# I don't know how to say



## aloha-ya'll

Hola!
How would I say 'I don't know how to say' in really basic spanish. 
Context- '...and many other things that I don't know how to say.'
Ayudan por favor!


PS. Please write responses in english! I'm still a beginner at this. Gracias!


----------



## victoryvball10

well, i know that "no se" means i dont know.

sorry, thats all i know haha.


----------



## rq554

I don't know how to say = No se como decir


----------



## riglos

It'd be:

"... y muchas otras cosas que no sé decir."

Cheers!

Mara.-


----------



## morita8

I don't know how to say: Yo no se como decir
And many other things I don't know how to say: Y muchas otras cosas yo no se como decirlas


----------



## aloha-ya'll

uho! who's right here? I need to know for my exam tommorow. Which one would my teacher expect? I'm in a beginers spanish class. Ayudan! Gracias


----------



## rq554

'...and many other things that I don't know how to say.'
"...y muchas cosas mas que no se como decir"


----------



## morita8

I'm not sure I understand your message, but I'll try to figure it out somehow, 

who's right here?, quien esta ahi?

++++++

[Explore the material]
1/ Answer these about the thread on saying "I don't know how to say" in Spanish:
(a) According to victoryvball10, what does "no se" mean?
(b) What Spanish sentence does riglos offer for the context line?
(c) What does aloha-ya'll say is happening tomorrow?
2/ Write the next part of the thread on saying "I don't know how to say" in Spanish, starting after its last line.
The rows after this thread aren't needed for anything here.

[Records]
++++++

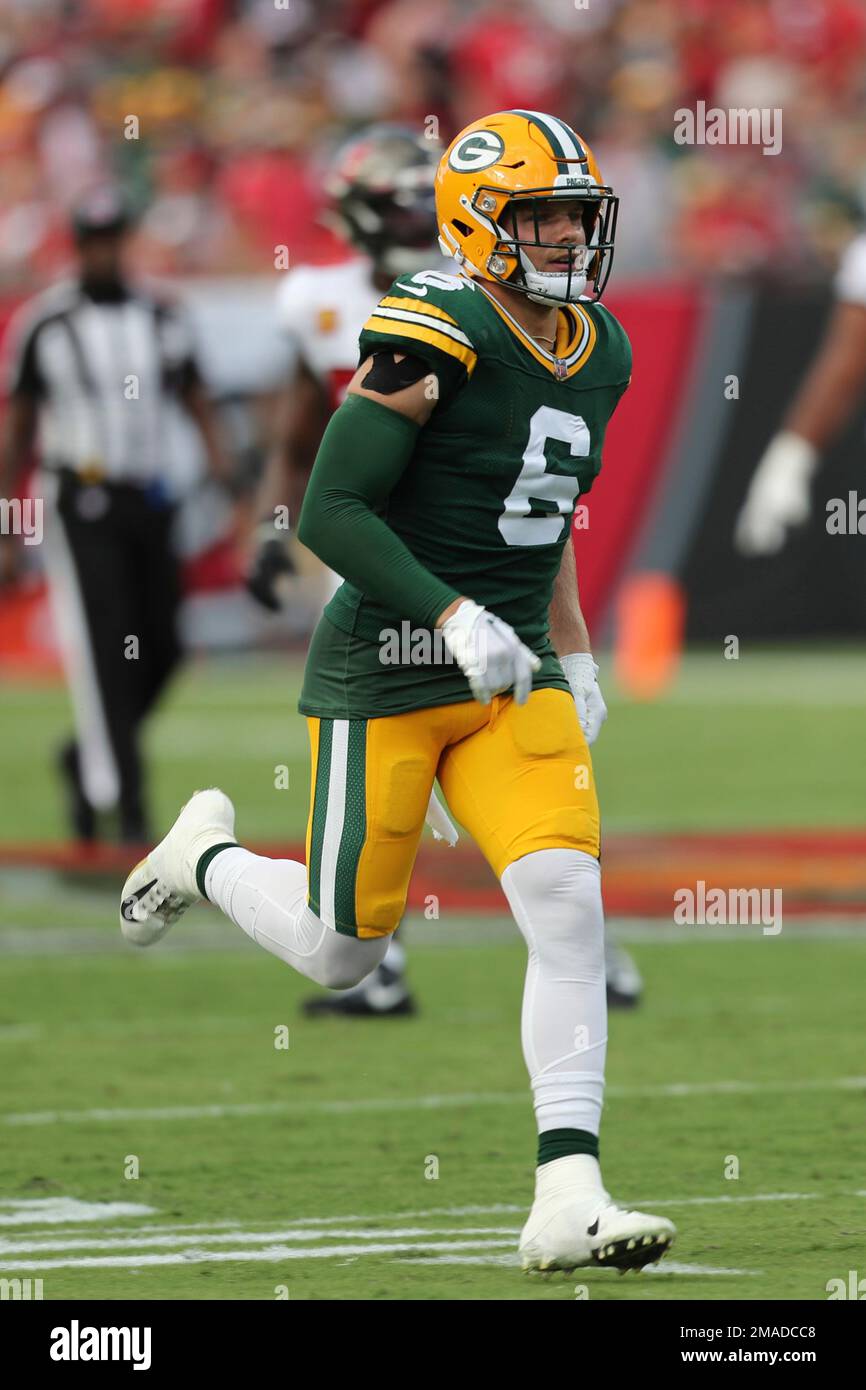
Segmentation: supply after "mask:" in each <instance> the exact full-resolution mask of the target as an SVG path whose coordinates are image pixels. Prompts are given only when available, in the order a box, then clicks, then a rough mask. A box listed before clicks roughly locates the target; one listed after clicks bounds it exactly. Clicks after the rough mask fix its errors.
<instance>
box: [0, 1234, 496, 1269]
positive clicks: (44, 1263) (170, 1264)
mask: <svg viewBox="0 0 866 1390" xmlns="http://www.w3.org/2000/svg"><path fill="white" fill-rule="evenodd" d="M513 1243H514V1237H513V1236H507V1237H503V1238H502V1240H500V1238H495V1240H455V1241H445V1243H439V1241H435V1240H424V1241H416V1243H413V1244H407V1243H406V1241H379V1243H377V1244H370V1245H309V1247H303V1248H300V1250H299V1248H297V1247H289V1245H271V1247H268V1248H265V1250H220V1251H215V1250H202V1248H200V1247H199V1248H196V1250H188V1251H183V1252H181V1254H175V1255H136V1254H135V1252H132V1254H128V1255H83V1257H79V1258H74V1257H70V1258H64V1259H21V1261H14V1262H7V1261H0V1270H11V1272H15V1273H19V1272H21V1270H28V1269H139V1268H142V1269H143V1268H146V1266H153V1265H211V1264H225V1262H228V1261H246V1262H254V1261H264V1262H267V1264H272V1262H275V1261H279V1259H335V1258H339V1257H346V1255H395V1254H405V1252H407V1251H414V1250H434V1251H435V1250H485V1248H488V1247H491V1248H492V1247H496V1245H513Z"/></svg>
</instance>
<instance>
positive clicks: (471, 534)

++++++

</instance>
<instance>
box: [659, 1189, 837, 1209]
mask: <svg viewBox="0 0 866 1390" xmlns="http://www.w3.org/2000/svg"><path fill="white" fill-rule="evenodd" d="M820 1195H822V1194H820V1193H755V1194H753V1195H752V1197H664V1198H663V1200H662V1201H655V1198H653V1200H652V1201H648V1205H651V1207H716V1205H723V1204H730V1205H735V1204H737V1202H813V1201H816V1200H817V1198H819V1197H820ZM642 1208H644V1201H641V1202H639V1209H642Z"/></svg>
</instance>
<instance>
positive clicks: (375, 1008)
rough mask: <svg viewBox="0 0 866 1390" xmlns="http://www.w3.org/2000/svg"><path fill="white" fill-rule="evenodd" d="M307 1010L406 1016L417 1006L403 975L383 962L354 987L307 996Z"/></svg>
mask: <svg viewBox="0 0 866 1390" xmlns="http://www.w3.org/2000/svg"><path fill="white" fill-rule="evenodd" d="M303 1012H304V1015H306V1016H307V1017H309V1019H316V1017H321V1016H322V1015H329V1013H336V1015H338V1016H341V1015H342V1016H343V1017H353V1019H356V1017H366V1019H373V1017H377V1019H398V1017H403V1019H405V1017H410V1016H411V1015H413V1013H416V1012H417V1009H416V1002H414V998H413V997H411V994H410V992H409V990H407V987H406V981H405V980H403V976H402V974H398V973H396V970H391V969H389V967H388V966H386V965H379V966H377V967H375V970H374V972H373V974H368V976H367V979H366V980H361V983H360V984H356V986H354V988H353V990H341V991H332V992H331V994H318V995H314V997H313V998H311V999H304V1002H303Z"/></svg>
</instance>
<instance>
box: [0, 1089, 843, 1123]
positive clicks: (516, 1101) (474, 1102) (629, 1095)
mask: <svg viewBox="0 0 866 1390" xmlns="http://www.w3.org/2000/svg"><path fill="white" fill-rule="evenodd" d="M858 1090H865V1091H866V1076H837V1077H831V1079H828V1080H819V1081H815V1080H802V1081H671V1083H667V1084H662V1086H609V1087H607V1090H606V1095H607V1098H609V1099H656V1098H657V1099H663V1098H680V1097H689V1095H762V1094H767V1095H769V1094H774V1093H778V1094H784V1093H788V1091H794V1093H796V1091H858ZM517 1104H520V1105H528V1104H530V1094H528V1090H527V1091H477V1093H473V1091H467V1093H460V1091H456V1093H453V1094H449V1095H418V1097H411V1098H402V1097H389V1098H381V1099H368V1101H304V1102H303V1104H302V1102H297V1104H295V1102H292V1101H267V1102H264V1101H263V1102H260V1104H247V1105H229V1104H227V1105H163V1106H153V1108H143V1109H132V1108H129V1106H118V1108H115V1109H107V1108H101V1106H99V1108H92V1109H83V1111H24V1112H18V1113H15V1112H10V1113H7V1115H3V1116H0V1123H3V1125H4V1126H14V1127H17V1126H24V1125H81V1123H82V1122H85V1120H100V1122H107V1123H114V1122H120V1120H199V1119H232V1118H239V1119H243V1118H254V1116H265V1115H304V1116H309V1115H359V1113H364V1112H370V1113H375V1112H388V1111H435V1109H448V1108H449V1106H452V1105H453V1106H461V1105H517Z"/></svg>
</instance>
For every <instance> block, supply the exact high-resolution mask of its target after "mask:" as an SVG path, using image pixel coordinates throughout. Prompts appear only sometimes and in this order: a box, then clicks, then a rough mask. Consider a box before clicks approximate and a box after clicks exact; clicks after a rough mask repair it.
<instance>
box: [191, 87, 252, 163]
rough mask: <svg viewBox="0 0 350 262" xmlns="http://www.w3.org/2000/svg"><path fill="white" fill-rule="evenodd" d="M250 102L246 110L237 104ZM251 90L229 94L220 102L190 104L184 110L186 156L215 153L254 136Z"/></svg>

++++++

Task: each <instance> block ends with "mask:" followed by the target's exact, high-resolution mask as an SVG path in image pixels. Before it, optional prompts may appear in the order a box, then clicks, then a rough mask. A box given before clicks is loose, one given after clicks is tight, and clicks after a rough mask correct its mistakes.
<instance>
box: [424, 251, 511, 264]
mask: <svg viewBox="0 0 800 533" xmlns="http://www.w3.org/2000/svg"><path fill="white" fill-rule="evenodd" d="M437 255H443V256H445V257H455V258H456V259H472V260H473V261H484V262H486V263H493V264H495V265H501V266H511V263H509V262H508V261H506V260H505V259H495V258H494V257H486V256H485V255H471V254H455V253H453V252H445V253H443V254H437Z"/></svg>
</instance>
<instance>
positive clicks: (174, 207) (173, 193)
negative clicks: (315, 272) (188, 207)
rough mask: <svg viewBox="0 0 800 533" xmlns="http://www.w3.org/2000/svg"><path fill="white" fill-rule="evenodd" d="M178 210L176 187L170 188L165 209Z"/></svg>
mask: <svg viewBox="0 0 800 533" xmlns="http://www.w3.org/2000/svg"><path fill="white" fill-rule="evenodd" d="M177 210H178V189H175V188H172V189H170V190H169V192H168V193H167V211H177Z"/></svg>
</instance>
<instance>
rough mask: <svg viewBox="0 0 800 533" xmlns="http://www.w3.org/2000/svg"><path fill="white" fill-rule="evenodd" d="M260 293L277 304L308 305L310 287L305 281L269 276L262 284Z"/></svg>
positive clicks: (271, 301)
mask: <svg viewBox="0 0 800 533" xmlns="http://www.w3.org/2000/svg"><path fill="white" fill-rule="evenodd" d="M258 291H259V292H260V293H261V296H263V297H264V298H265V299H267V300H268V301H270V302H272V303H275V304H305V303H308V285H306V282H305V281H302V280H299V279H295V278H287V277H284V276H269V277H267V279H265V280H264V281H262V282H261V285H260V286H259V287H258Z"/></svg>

++++++

[Answers provided]
1/
(a) "I don't know."
(b) "... y muchas otras cosas que no sé decir."
(c) An exam.

2/
You better say: Yo no se como decir which means I don't know how to say


----------



## aloha-ya'll

What I was trying to ask was what would be the best way to say '...and many other things that I don't know how to say.'
I saw many different versions of this sentence in spanish and now I'm a bit confused which to use. Which would be most expected in a beginers spanish class? (i hope this made my question more clear) Thank you!


----------



## morita8

Ahh ok, the best translating is:

"...y muchas otras cosas que yo no se como decir"


----------



## aloha-ya'll

Thank you! What does como mean in this case? could I just say 'yo no se decir'? - Aloha


----------



## morita8

Como means "how"


----------



## Aquileo

Como literally means how (so it doesn't change meaning in this case).


----------



## morita8

nope, here it doesnt


----------



## Aquileo

I know you are a native so it wouldn't be smart for me to argue, but I am feeling stubborn and somehow I can't see how you could be right.  What does it mean then?


----------



## morita8

Are you doing a spanish course?


----------



## Aquileo

Me?  Yes, I'm in my fifth year of taking Spanish in school.


----------



## morita8

ahh good, and how are you doing in spanish?


----------



## Aquileo

Is this a trick question?  I am doing very well in Spanish.  It has always been easy for me and I am one of the top ones in the class.  In fact, I come here because I get a little bored in my class.  Thanks for asking but why do you ask?


----------



## morita8

I don't know, I just wanted to make you a question, and I thought I'd ask you that, why a trick question?


----------



## Aquileo

I don't know, I was hoping you'd give me the answer of what como means in that situation.  So what does como mean in that situation?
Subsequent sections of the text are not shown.